**ARTICOLO:**

============================================================

Nel caso di specie, la corte
di appello di Bari, post introduzione delle pene sostitutive, aveva
confermato una pena detentiva non superiore ad anni 4, irrogata antecedentemente
alla riforma. Tuttavia i giudici distrettuali non avevano dato alcun avviso, ex
art. 545 bis c.p.p., né avevano in ordine a tale omissione.
A fronte di ciò, la difesa
aveva interposto ricorso per cassazione, denunciando la violazione dell’art.
545 bis c.p.p..
La corte ha rigettato il
ricorso.
Al riguardo i giudici della
nomofilachia hanno osservato che l’avviso di cui alla
norma censurata presuppone una delibazione positiva in ordine alla ricorrenza
dei presupposti per sostituire la pena, oltre quello del quantum
di pena irrogata. Pertanto l’omesso avviso di per sé
non comporta alcuna nullità.
Nondimeno il giudice <<potrà spiegare le ragioni
del mancato esercizio del suo potere ufficioso in sentenza>> .
A fronte di ciò, l’imputato, se vorrà valersi della pena sostitutiva, sarà
tenuto ad impugnare il relativo punto della sentenza, giusta i limiti cognitivi
di cui all’art. 597 I co. c.p.p..
Con riguardo alla disciplina
transitoria, la corte di cassazione ha peraltro specificato, che per gli appelli già pendenti al momento dell’entrata in
vigore della novella, l’istanza tesa alla sostituzione dovrà essere introdotta attraverso modalità
compatibili col rito delle impugnazioni, e quindi, al
più tardi, con le conclusioni.
Da quanto sopra scaturisce
che il mancato avviso, ex art. 545 bis c.p.p., ad opera del giudice di appello,
può integrare una nullità soltanto ove l’appellante
abbia sollecitato l’applicazione di una pena sostitutiva e la corte non abbia
fornito una risposta al riguardo.

============================================================

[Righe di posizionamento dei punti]

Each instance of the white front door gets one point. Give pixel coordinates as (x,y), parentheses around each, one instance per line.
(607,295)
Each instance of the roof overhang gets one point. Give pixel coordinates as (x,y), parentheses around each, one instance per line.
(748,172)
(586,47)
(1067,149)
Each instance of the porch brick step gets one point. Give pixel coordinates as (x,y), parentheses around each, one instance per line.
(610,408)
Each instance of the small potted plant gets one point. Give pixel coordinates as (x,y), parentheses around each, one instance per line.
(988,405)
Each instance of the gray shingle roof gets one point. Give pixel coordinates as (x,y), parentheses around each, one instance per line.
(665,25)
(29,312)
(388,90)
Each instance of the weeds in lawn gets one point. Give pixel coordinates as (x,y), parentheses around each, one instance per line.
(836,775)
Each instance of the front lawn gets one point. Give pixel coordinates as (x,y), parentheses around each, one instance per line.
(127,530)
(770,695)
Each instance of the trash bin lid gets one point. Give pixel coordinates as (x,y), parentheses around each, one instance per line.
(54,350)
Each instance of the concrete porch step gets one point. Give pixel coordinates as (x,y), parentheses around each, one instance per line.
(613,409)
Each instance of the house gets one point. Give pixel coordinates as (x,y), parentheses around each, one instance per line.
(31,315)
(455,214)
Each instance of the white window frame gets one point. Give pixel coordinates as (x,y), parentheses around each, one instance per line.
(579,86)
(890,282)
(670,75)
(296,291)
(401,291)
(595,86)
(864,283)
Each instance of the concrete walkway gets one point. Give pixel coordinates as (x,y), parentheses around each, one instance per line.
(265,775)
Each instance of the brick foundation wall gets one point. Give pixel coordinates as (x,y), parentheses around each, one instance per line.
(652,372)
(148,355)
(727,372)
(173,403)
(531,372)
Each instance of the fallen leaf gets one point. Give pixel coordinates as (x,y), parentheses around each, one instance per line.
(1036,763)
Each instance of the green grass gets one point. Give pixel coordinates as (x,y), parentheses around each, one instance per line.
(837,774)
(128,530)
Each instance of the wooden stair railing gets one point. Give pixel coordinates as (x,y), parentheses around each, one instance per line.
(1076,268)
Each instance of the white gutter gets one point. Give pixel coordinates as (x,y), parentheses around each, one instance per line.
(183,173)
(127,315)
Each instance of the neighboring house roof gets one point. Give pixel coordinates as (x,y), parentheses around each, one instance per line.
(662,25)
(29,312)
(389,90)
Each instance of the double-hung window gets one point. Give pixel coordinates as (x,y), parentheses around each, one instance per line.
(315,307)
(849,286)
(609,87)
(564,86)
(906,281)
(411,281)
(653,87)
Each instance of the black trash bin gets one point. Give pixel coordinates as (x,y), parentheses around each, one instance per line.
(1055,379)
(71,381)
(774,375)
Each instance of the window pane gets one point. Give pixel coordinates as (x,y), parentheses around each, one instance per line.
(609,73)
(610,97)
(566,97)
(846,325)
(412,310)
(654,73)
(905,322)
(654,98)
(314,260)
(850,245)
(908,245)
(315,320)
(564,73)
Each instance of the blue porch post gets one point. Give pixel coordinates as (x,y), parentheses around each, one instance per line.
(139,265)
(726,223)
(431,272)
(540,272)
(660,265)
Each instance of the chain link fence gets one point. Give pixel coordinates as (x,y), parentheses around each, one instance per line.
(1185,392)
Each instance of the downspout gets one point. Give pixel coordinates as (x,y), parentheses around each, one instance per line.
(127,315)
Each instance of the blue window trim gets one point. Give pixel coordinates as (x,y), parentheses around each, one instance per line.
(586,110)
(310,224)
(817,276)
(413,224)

============================================================

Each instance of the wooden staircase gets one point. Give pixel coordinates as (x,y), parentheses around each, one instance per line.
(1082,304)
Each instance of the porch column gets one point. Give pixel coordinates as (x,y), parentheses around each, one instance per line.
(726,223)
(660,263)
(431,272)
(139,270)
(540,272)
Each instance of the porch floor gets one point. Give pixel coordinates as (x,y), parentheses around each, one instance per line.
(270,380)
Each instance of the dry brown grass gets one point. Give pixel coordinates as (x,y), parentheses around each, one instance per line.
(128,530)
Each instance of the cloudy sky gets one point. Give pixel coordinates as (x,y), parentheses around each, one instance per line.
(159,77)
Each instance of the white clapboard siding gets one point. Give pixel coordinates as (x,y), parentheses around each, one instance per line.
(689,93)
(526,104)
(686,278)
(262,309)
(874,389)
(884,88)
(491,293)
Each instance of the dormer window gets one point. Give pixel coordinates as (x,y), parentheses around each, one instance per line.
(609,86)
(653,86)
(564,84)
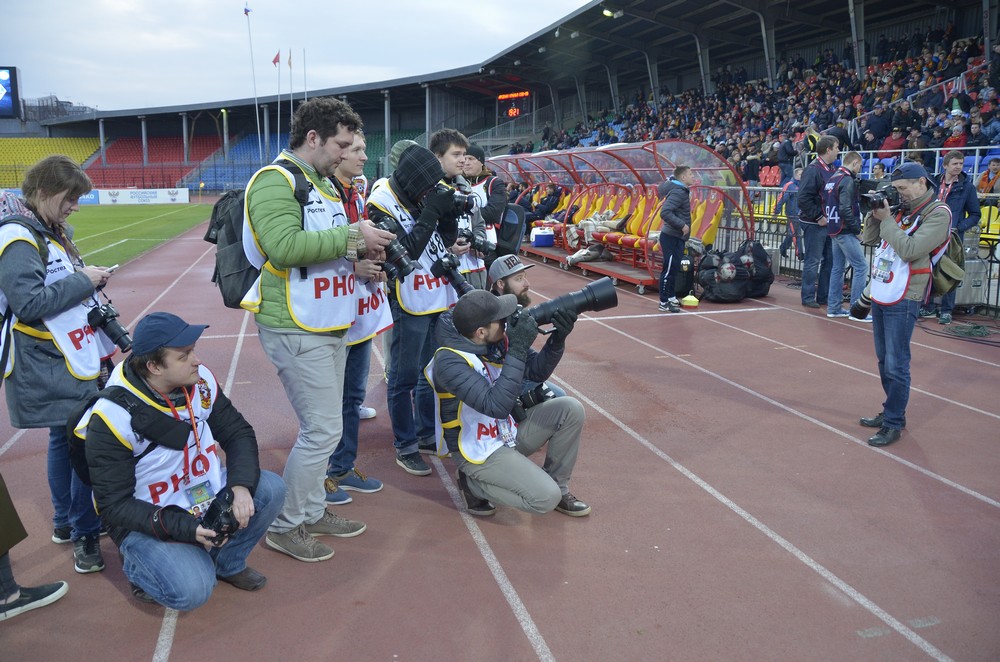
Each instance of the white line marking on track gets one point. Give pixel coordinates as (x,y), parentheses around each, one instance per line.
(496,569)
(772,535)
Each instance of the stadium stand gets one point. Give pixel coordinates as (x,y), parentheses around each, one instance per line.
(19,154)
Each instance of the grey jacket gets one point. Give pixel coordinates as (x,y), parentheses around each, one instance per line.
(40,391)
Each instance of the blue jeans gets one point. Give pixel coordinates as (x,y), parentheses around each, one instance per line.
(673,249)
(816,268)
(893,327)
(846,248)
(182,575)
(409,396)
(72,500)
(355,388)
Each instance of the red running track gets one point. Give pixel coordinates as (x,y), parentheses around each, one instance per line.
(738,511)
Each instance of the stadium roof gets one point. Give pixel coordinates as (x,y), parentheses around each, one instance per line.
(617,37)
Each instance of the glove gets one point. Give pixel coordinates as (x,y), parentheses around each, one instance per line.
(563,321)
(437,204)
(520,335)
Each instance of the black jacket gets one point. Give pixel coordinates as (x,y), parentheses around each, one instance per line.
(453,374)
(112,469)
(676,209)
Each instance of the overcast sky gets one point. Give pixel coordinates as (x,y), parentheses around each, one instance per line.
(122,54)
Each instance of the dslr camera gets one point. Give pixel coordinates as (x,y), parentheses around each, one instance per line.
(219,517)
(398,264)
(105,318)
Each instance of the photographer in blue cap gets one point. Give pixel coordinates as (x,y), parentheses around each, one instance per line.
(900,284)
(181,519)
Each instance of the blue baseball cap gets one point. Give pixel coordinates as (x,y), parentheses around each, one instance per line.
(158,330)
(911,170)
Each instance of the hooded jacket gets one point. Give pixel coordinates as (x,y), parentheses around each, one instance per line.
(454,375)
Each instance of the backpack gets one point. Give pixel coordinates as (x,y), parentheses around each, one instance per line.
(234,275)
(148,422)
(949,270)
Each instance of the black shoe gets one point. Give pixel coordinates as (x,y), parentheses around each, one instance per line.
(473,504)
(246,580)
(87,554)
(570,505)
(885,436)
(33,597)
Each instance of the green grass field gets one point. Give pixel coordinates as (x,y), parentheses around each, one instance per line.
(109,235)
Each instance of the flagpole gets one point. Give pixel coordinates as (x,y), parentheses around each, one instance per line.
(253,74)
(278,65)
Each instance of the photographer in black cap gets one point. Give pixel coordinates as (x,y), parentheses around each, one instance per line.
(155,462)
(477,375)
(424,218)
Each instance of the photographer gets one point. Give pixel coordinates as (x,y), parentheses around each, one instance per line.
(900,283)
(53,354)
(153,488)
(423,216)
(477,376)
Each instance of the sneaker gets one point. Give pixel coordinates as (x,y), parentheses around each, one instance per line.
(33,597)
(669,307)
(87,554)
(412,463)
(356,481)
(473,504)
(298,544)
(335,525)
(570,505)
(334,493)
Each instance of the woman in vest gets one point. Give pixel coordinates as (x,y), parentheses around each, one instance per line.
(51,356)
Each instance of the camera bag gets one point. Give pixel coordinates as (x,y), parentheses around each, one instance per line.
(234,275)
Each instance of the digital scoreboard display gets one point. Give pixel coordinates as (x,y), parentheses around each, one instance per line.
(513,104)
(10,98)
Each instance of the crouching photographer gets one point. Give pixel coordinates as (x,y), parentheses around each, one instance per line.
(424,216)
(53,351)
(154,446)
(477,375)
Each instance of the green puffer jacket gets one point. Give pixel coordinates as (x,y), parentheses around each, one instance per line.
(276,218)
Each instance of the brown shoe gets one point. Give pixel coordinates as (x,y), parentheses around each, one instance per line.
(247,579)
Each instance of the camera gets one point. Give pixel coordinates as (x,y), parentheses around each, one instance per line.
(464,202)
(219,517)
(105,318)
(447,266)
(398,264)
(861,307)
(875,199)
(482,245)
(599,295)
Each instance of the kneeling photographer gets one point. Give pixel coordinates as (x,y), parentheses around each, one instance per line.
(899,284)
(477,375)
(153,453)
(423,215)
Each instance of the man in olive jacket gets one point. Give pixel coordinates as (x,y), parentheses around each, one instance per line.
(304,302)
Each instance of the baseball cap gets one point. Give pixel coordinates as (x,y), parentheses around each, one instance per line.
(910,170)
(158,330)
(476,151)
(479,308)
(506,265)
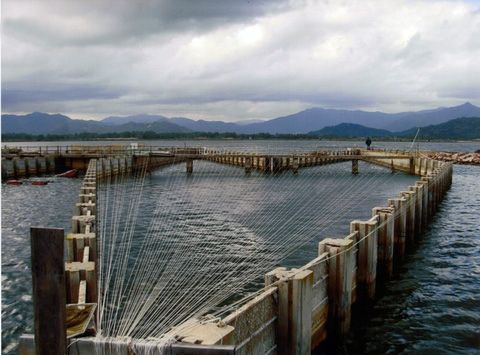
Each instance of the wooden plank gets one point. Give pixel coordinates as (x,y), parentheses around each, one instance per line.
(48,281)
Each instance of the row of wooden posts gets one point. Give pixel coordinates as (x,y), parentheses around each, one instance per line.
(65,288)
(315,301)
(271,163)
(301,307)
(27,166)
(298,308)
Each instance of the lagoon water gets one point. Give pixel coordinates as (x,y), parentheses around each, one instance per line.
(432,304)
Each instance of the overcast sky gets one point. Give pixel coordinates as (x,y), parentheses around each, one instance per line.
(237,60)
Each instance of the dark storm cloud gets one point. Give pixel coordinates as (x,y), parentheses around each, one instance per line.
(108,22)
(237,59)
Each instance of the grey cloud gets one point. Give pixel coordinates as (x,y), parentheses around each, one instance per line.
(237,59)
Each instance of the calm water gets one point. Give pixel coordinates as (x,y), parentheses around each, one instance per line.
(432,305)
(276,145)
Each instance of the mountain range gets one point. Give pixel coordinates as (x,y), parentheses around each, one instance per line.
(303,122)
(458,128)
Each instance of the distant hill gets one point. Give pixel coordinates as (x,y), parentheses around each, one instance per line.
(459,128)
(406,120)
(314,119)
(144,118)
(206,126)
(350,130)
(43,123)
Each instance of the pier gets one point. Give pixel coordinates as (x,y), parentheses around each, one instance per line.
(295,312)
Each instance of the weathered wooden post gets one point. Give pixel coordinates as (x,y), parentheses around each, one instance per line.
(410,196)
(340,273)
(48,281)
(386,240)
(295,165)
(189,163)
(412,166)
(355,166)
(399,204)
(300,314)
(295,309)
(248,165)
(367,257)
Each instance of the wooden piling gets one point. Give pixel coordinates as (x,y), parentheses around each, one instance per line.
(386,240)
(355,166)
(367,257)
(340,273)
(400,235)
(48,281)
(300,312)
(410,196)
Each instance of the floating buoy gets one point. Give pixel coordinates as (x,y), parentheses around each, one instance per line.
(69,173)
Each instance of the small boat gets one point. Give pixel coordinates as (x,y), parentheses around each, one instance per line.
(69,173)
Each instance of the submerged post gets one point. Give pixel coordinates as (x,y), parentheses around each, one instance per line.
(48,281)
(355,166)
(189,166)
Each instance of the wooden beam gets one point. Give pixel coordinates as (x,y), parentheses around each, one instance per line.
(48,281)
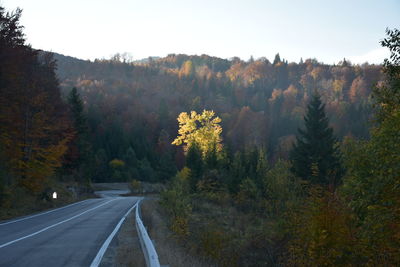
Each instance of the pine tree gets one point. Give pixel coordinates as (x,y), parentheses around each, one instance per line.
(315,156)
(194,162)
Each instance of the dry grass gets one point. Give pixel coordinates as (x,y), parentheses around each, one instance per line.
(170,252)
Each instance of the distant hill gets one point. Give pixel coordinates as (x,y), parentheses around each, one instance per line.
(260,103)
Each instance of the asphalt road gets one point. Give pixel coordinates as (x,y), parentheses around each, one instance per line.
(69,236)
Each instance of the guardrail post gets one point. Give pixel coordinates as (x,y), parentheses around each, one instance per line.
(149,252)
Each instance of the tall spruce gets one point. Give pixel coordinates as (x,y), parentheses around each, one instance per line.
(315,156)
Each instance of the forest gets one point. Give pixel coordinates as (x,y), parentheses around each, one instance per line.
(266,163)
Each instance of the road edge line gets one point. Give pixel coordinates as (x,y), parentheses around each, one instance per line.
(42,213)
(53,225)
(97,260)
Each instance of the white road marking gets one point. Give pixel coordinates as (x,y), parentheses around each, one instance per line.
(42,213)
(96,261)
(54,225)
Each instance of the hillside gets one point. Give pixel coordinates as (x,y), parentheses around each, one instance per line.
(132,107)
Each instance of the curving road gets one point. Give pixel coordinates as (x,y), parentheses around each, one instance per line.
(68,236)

============================================================

**SFIDA 1:**
Secondo l'articolo sulle pene sostitutive, per gli appelli già pendenti all'entrata in vigore della novella, entro quale momento va introdotta al più tardi l'istanza di sostituzione?
**SFIDA 2:**
Stampa il tratto dell'articolo sulle pene sostitutive che va da "Al riguardo i" fino a "comporta alcuna nullità.".
**SFIDA 3:**
Porta avanti l'articolo sulle pene sostitutive oltre l'ultima frase riportata.

**RISULTATO 1:**
Al più tardi con le conclusioni.

**RISULTATO 2:**
Al riguardo i giudici della
nomofilachia hanno osservato che l’avviso di cui alla
norma censurata presuppone una delibazione positiva in ordine alla ricorrenza
dei presupposti per sostituire la pena, oltre quello del quantum
di pena irrogata. Pertanto l’omesso avviso di per sé
non comporta alcuna nullità.

**RISULTATO 3:**
<<Su questa
falsariga- ad avviso dei supremi giudici- altro recente arresto di
questa Corte… ha incidenter tantum affermato che anche a volere
individuare in tale omesso avviso una nullità, si tratterebbe comunque di
nullità a regime intermedio>>, da eccepire immediatamente dopo la
lettura del dispositivo.
Forse tenendo presente tale
arresto, la Corte nelle battute conclusive della sentenza, dopo aver ribadito
che la difesa può censurare l’omesso avviso soltanto ove avesse già invocato la
sostituzione della pena e il giudice nulla abbia detto nella motivazione sul
rigetto della richiesta, ha aggiunto che la censura
potrà pure muoversi nel caso in cui la difesa <<abbia fatto constatare
a verbale tale omissione, sollecitando la Corte a fissare l’udienza di rinvio per
la valutazione dei presupposti necessari per l’applicazione della misura
sostitutiva>>, dovendosi altrimenti ritenersi intervenuta acquiescenza alla delibazione implicitamente
negativa.
Applicando i superiori
principi al caso scrutinato, si è rilevato che l’imputato e il suo difensore,
pur presenti alla lettura del dispositivo, dinanzi al silenzio serbato dal
collegio, non hanno sollecitato <<l’esercizio dei poteri ufficiosi
della Corte (di appello)>> né la difesa- hanno sottolineato i supremi
giudici- aveva invocato, nel corso del giudizio, l’applicazione di una sanzione
sostituiva.
Complessivamente la motivazione appare poco perspicua.
Invero la corte sembra
tenere insieme due schemi concettuali contraddittori.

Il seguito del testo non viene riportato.